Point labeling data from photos
════════════════

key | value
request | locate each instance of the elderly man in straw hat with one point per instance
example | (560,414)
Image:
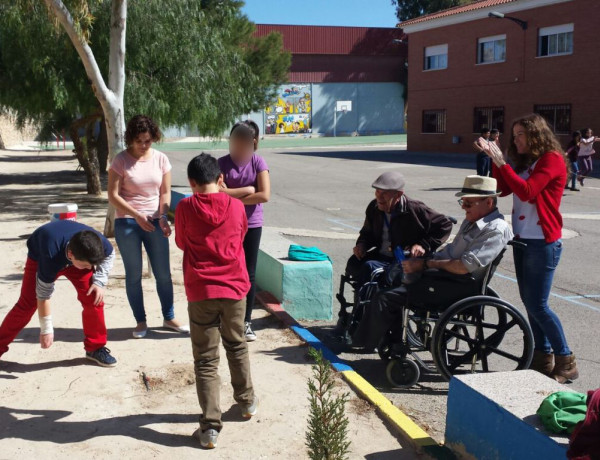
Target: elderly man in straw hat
(392,220)
(453,273)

════════════════

The task: Can you echo all of the data above, unchanged and line for line, but leave out the pictures?

Answer to the problem:
key | value
request | locate each instance of the elderly man in straw hat with one point per instance
example | (560,414)
Image:
Target: elderly man in straw hat
(392,220)
(453,273)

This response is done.